### [Exercise details]
Copy out the entries that follow exactly, leaving out the pictures.

### [Information supplied]
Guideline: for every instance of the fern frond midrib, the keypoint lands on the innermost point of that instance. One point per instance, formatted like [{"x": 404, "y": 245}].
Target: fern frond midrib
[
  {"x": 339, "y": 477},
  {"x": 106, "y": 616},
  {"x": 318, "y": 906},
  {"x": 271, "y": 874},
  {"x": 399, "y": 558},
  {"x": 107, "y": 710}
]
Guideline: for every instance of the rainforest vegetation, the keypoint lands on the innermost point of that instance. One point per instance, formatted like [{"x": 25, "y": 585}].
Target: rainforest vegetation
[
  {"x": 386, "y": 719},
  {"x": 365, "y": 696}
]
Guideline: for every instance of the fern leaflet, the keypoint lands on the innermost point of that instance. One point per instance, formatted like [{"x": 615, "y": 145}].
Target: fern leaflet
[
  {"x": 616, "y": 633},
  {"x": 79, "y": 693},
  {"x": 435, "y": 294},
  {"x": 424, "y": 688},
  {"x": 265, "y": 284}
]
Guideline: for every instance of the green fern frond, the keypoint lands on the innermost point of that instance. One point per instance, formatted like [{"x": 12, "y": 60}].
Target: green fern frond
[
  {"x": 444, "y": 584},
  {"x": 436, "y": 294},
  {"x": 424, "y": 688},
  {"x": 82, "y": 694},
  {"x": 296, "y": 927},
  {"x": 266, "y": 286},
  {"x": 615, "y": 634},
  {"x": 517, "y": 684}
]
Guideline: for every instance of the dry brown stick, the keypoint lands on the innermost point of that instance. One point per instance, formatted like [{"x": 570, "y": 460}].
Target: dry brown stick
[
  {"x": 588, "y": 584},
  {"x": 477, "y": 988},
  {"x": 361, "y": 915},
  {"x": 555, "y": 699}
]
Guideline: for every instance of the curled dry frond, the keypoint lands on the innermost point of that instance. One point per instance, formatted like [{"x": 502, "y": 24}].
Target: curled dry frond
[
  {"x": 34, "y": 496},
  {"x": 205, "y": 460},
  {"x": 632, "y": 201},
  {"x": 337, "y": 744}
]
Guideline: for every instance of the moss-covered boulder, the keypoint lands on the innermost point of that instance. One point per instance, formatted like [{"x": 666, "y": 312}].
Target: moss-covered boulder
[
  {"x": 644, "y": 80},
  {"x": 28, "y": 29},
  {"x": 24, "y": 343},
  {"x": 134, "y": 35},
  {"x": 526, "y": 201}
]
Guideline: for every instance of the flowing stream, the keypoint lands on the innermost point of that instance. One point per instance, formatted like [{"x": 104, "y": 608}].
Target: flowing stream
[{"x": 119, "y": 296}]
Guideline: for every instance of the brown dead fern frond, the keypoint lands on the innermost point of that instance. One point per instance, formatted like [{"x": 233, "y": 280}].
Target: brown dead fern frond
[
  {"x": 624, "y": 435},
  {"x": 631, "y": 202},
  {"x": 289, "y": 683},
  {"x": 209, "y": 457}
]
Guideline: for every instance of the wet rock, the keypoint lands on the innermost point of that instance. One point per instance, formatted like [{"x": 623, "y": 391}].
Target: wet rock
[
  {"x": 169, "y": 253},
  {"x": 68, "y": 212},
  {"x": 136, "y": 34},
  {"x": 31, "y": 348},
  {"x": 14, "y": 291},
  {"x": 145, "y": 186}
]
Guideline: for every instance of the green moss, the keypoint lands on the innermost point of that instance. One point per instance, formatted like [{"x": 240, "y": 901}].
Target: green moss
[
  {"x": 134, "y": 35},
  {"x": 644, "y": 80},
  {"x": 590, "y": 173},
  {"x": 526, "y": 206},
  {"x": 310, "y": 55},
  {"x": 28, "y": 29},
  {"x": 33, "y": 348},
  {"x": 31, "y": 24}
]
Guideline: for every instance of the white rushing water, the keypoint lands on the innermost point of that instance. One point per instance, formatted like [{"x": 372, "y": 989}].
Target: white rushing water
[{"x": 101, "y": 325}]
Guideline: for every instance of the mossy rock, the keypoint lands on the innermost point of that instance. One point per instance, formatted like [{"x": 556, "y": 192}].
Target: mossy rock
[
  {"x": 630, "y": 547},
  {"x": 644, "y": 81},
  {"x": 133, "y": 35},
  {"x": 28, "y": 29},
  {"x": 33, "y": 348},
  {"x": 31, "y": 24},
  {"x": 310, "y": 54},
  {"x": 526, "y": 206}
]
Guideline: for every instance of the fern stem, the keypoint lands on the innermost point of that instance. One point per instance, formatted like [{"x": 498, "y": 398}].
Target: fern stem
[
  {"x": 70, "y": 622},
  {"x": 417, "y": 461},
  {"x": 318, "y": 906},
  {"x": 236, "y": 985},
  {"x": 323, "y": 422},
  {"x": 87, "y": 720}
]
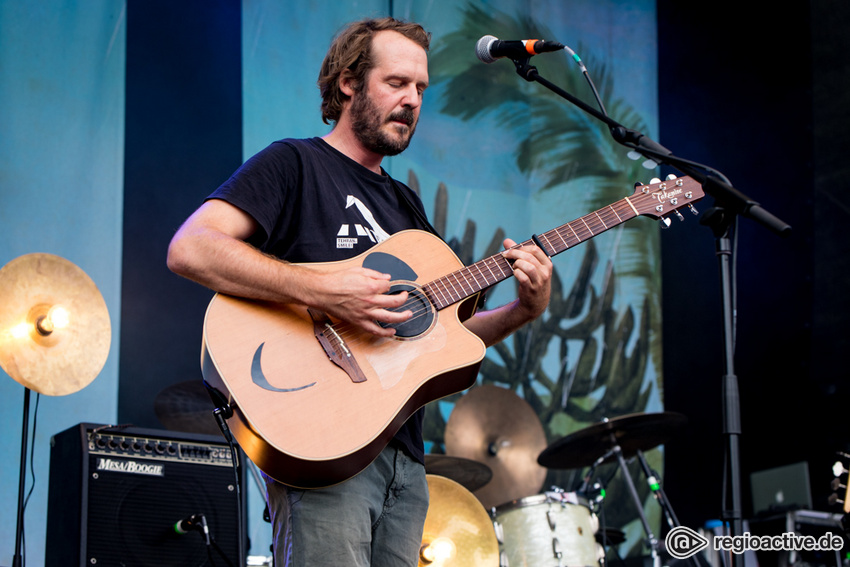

### [Solution for this problem]
Guideline: for every instance of the fern frond midrib, the keypoint lands on the innermost point of that instance. One point per instance, formatted like [{"x": 404, "y": 245}].
Target: fern frond midrib
[
  {"x": 339, "y": 477},
  {"x": 106, "y": 616},
  {"x": 318, "y": 906},
  {"x": 271, "y": 874},
  {"x": 399, "y": 558},
  {"x": 107, "y": 710}
]
Guideline: for every instance of the rainforest vegetation, the keypoint lands on the innermost point of that instance. One point per instance, formatted like [{"x": 25, "y": 585}].
Target: rainforest vegetation
[
  {"x": 386, "y": 719},
  {"x": 365, "y": 696}
]
Guideline: for every instance of the fern leaflet, the keypoint lands on the innermost point of that instance. One point per instance, formatted like [{"x": 615, "y": 145}].
Target: fern leaflet
[
  {"x": 616, "y": 633},
  {"x": 79, "y": 693},
  {"x": 435, "y": 294},
  {"x": 424, "y": 688},
  {"x": 265, "y": 284}
]
Guideline: for every instance of the green fern frond, the keypoint lands on the innermost point of that instance. One point per instance, formatted like [{"x": 12, "y": 60}].
Target: green fern frond
[
  {"x": 444, "y": 584},
  {"x": 436, "y": 294},
  {"x": 424, "y": 688},
  {"x": 82, "y": 694},
  {"x": 296, "y": 927},
  {"x": 266, "y": 286},
  {"x": 615, "y": 634},
  {"x": 517, "y": 684}
]
Guideline: for every instance of the dry brown stick, the keypoint lands on the innermost point of that instance. One point per instance, formatted like [{"x": 570, "y": 460}].
Target: dry brown stick
[
  {"x": 588, "y": 584},
  {"x": 477, "y": 988},
  {"x": 361, "y": 915},
  {"x": 555, "y": 699}
]
Guideline: for every instance of the curled dry frond, the keypoint lands on the innermost point of that instance. One point per instance, formatted like [{"x": 502, "y": 24}].
Target: curled dry frond
[
  {"x": 34, "y": 496},
  {"x": 205, "y": 460},
  {"x": 632, "y": 201},
  {"x": 337, "y": 744}
]
Guideline: for every instance of the moss-covered boulder, the keypoint lands on the innermost point of that instance. One point per instance, formatted like [{"x": 666, "y": 312}].
Target: moss-covered boulder
[
  {"x": 644, "y": 80},
  {"x": 28, "y": 29},
  {"x": 24, "y": 343},
  {"x": 134, "y": 35},
  {"x": 526, "y": 201}
]
Guideline: for every instance of the flowing stream, the keypoint lands on the innermost point of that instance. One point per instance, formatted like [{"x": 104, "y": 608}].
Target: flowing stream
[{"x": 119, "y": 296}]
Guideline: for every instance of the brown dead fern frond, the keypoint lands on the innermost point of that instance. One point per instance, formatted like [{"x": 233, "y": 280}].
Target: brown dead fern frond
[
  {"x": 624, "y": 435},
  {"x": 631, "y": 202},
  {"x": 289, "y": 683},
  {"x": 209, "y": 457}
]
Guideline: for every instance of the wet rock, the keypoint lands on the innermost point of that instance. One point per instance, formatted like [{"x": 623, "y": 391}].
Target: wet rock
[
  {"x": 169, "y": 253},
  {"x": 68, "y": 212},
  {"x": 136, "y": 34},
  {"x": 31, "y": 348},
  {"x": 14, "y": 291},
  {"x": 145, "y": 186}
]
Guideline: for every instance of the green moss, the keypoint lands on the innermost point of that instance. One point per instance, formatted like [{"x": 240, "y": 901}].
Target: green moss
[
  {"x": 134, "y": 35},
  {"x": 644, "y": 80},
  {"x": 590, "y": 173},
  {"x": 526, "y": 206},
  {"x": 310, "y": 55},
  {"x": 28, "y": 29},
  {"x": 33, "y": 348},
  {"x": 31, "y": 24}
]
Guideline: for every instance of the white rushing water, the keypoint lands on the innermost point of that instance. One point per instance, formatted like [{"x": 372, "y": 989}].
Target: white rushing water
[{"x": 101, "y": 325}]
Guideline: for every instance of the mossy rock, the keypoint lands on the innermost point of that instance. One point per instance, formatted like [{"x": 556, "y": 192}].
Target: mossy rock
[
  {"x": 630, "y": 547},
  {"x": 644, "y": 81},
  {"x": 133, "y": 35},
  {"x": 28, "y": 29},
  {"x": 33, "y": 348},
  {"x": 31, "y": 24},
  {"x": 310, "y": 54},
  {"x": 526, "y": 206}
]
Guideline: for every instance of the fern stem, the keypoint lands on the innermost point of that instance. One point per instance, formatted like [{"x": 498, "y": 398}].
Target: fern stem
[
  {"x": 70, "y": 622},
  {"x": 417, "y": 461},
  {"x": 318, "y": 906},
  {"x": 236, "y": 985},
  {"x": 323, "y": 422},
  {"x": 87, "y": 720}
]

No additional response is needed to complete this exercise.